#### ТЕКСТ ДЛЯ ЧТЕНИЯ:

Дабы подвести читателя к этому оптимистическому выводу, Толстой не только варьирует (с надлежащей огласовкой) в «Сватовстве» основные мотивы «Порой веселой мая…», но выстраивает первую балладу так, что ее «тенденциозность» отнюдь не противоречит «весенним чувствам», но парадоксально свидетельствует об их силе и грядущем торжестве. Ключом к первой балладе видится ее автометаописательная (квазидидактическая) концовка и в особенности двустишье «Искусство для искусства / Равняю с птичьим свистом» (226). Формально соглашаясь с нигилистами, автор цитирует драгоценную для него и ненавистную его противникам поэтическую строку, о которой он 25 октября 1861 писал К. К. Павловой: «Гётевское “Ich singe, wie der Vogel singt” – китайская грамота для большинства наших писателей, и им всегда хочется проводить мысль (курсив Толстого. – А. Н.) и что-либо доказывать с заранее обдуманным намереньем, что придает им характер более или менее дидактический, да накажет их Бог»[358].
Заменив в балладе привычно подразумеваемое «пение» (у Гете «Я пою, как поет птица») на «свист», Толстой актуализирует тот ряд ассоциаций, что сопутствовали этому слову и его производным уже больше десятилетия, с появления «Свистка» – приложения к главному печатному органу «нигилистов». В неподписанном предисловии к его первому выпуску («Современник», 1859, № 1) Н. А. Добролюбов иронически сообщал об игровом (аполитичном, развлекательном) характере нового журнального раздела:
«Различные бывают свисты: свистит аквилон (северный ветер), проносясь по полям и дубравам; свистит соловей, сидя на ветке и любуясь красотами творения; свистит хлыстик, когда им сильно взмахиваешь по воздуху; свистит благонравный юноша в знак сердечного удовольствия; свистит городовой на улице, когда того требует общественное благо… Спешим предупредить читателей, что мы из всех многоразличных родов свиста имеем преимущественную претензию только на два: юношеский и соловьиный <…> Свист соловья также нам очень приличен, ибо хотя мы в сущности и не соловьи, но красотами творения любим наслаждаться. Притом же соловей в истинном значении есть не что иное, как подобие поэта, так как давно уже сказано:
Соловей, как Щербина, поет.
А у нас в натуре весьма много поэтических элементов, вследствие чего мы и видим весь мир в розовом свете. Итак – читателю да будет известно, что мы свистим не по злобе или негодованию, не для хулы или осмеяния, а единственно от избытка чувств, от сознания красоты и благоустройства всего существующего, от совершеннейшего довольства всем на свете. Наш свист есть соловьиная трель радости, любви и тихого восторга, юношеская песнь мира, спокойствия и светлого наслаждения всем прекрасным и возвышенным.

#### ЗАДАНИЕ:
Каким словом Толстой в балладе заменил подразумеваемое «пение» из строки Гёте, согласно тексту для чтения?

#### ПРИЛОЖЕННЫЙ ПЕРЕЧЕНЬ:
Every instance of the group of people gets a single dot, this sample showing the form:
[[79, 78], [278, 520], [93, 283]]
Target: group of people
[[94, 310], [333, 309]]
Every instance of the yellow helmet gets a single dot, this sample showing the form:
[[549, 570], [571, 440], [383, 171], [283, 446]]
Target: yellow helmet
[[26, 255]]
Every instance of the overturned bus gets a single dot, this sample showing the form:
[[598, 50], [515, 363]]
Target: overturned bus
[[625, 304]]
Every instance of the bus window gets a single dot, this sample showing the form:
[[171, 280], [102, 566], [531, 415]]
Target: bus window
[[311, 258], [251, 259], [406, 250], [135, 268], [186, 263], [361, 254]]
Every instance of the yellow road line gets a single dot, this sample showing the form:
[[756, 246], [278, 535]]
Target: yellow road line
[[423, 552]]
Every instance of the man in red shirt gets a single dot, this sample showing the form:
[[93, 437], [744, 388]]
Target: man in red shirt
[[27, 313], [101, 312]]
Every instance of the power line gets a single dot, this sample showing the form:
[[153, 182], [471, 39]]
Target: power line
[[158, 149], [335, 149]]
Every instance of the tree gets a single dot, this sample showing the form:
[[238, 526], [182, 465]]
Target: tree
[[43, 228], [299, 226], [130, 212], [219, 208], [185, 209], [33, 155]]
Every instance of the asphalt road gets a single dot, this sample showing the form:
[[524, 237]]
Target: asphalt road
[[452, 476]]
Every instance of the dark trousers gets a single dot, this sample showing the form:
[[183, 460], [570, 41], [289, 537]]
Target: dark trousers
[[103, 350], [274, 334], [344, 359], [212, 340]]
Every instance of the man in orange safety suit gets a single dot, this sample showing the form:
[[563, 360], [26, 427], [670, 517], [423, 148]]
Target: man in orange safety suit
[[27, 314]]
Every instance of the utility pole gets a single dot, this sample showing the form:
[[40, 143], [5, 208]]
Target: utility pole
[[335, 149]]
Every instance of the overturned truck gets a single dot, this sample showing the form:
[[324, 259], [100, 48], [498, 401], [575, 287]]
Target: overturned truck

#### ПИСЬМЕННЫЙ ОТВЕТ:
Словом «свист».